▶ [KUTIPAN YANG DISEDIAKAN]
Senin 12 Dec 2016 13:14 WIB

Nabi Muhammad SAW: Teladan Bagi Pejabat Publik

 Anies Baswedan
Foto: Republika/ Yasin Habibi
Anies Baswedan

REPUBLIKA.CO.ID, Oleh: Anies Baswedan

Bulan ini, umat Islam berada di dalam suasana bahagia sekaligus takzim dalam mengenang kehadiran kelahiran Nabi Muhammad SAW. Di sepanjang gang-gang dan jalan-jalan yang saya lalui di kota Jakarta yang saya tinggali, seruan untuk mengikuti pengajian atau berbagai kegiatan lain yang berkaitan dengan Maulid Nabi membahana. Yang menyelenggarakan juga beragam, mulai dari Masjid kampung, majelis taklim, kampus, hingga perkantoran. Bagi umat Islam di seluruh dunia, ini adalah saat yang istimewa.

Nabi Muhammad SAW bukan hanya sosok yang penting untuk umat Islam saja. Para cendekiawan dari beragam latar belakang, termasuk mereka yang belum mengimaninya, menyepakati bahwa beliau adalah tokoh besar yang telah menciptakan perubahan dunia. Ada yang menempatkannya sebagai tokoh paling berpengaruh sepanjang sejarah dunia, ada pula yang mengagumi keberhasilannya mengubah kaum yang tidak dikenal dari wilayah yang tidak diperhitungkan menjadi guru bagi dunia dalam etika dan ilmu pengetahuan. Tentu saja, bagi kita yang mengimaninya, Nabi Muhammad SAW adalah uswatun hasanah (suri teladan yang baik) dalam berbagai dimensi kehidupan, sebagaimana tercantum di dalam Surah Al Ahzab ayat 21.

▶ [BAHAN YANG DISEDIAKAN]
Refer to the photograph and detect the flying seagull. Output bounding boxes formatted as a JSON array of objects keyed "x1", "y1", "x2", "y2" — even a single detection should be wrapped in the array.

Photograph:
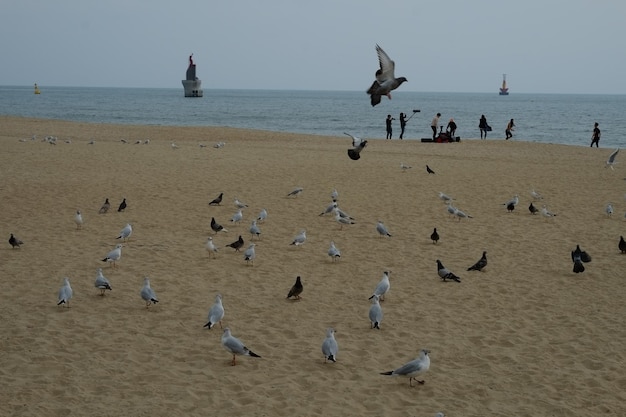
[
  {"x1": 322, "y1": 327, "x2": 339, "y2": 363},
  {"x1": 222, "y1": 327, "x2": 260, "y2": 366},
  {"x1": 367, "y1": 45, "x2": 407, "y2": 106},
  {"x1": 287, "y1": 275, "x2": 304, "y2": 300},
  {"x1": 437, "y1": 259, "x2": 461, "y2": 282},
  {"x1": 467, "y1": 251, "x2": 487, "y2": 271},
  {"x1": 380, "y1": 349, "x2": 430, "y2": 387}
]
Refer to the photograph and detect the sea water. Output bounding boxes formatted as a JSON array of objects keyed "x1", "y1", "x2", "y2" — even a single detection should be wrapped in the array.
[{"x1": 0, "y1": 86, "x2": 626, "y2": 148}]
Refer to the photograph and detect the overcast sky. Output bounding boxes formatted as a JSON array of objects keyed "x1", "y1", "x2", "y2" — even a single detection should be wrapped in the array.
[{"x1": 0, "y1": 0, "x2": 626, "y2": 94}]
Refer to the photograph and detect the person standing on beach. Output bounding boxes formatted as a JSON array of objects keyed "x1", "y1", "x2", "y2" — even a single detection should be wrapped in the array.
[
  {"x1": 478, "y1": 114, "x2": 489, "y2": 139},
  {"x1": 385, "y1": 114, "x2": 396, "y2": 139},
  {"x1": 589, "y1": 122, "x2": 600, "y2": 148},
  {"x1": 430, "y1": 113, "x2": 441, "y2": 140},
  {"x1": 504, "y1": 119, "x2": 515, "y2": 140},
  {"x1": 400, "y1": 113, "x2": 406, "y2": 139}
]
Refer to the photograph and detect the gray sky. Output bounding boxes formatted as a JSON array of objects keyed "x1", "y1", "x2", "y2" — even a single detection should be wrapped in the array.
[{"x1": 0, "y1": 0, "x2": 626, "y2": 94}]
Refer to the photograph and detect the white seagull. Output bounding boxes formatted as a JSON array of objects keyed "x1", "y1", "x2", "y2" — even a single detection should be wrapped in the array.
[
  {"x1": 203, "y1": 294, "x2": 224, "y2": 329},
  {"x1": 140, "y1": 277, "x2": 159, "y2": 308},
  {"x1": 222, "y1": 327, "x2": 260, "y2": 366},
  {"x1": 57, "y1": 277, "x2": 74, "y2": 308},
  {"x1": 381, "y1": 349, "x2": 430, "y2": 386},
  {"x1": 322, "y1": 327, "x2": 339, "y2": 363}
]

▶ [TUGAS YANG DIKERJAKAN]
1. Tolong jelaskan dalam satu sampai tiga kalimat mengapa, menurut kutipan tentang Nabi Muhammad SAW sebagai teladan, beliau bukan hanya sosok yang penting bagi umat Islam saja.
2. Lanjutkan kutipan tentang Nabi Muhammad SAW sebagai teladan, mulai dari kalimat sesudah kalimat terakhirnya.

▶ [JAWABAN]
1. Para cendekiawan dari beragam latar belakang, termasuk mereka yang belum mengimaninya, sepakat bahwa beliau adalah tokoh besar yang telah menciptakan perubahan dunia. Sebagian menempatkannya sebagai tokoh paling berpengaruh sepanjang sejarah dunia. Sebagian lain mengagumi keberhasilannya mengubah kaum yang tidak dikenal dari wilayah yang tidak diperhitungkan menjadi guru bagi dunia dalam etika dan ilmu pengetahuan.

2.
Teladan bagi pejabat publik

Sebagai seorang pribadi, beliau adalah pribadi yang paling mempesona. “Akhlaqnya adalah Alquran,” tutur Aisyah RA sambil sesenggukan haru saat ditanya mengenai perangai Nabi. Sebagai seorang suami, ia adalah suami yang paling penuh kasih sayang, sehingga di sela-sela kesibukan beliau membimbing ummat pun beliau masih sempatkan berlomba lari dengan istri atau bahkan menggendongnya untuk melihat pertunjukan.

Sebagai sahabat, semua orang yang disekelilingnya merasa menjadi orang yang paling dikasihi oleh beliau saking berlimpahnya kasih sayang beliau kepada semua orang. Beliau juga seorang pemimpin, pedagang, orator, diplomat, guru, mentor, dan aktivis sosial yang menjadi teladan dan inspirasi dalam apapun yang dilakukannya.

Sebagai seseorang yang memilih pelayanan publik sebagai pilihan kontribusi bagi umat dan bangsa, saya merasakan secara mendalam bahwa momentum mengenang kelahiran Nabi Muhammad SAW ini penting. Ini adalah saat untuk merenung dan menggali keteladanan beliau dalam salah satu dimensi kehidupannya: sebagai pejabat publik. Dalam menjalankan peran beliau sebagai Rasul, Nabi Muhammad juga menjalankan peran sebagai seorang pejabat publik yang mengurusi urusan masyarakat.

Beliau adalah pemimpin yang melayani masyarakat dalam berbagai hal, dari soal pemberdayaan masyarakat, distribusi kesejahteraan, pengelolaan keuangan, sampai soal perlindungan sosial. Beliau mengelola masyarakat yang sangat beragam: ada penduduk tempatan dengan sejarah konflik, pengungsi dari Makkah, imigran dari Persia dan Ethiopia, dengan berbagai latar belakang sosial, politik dan ekonomi.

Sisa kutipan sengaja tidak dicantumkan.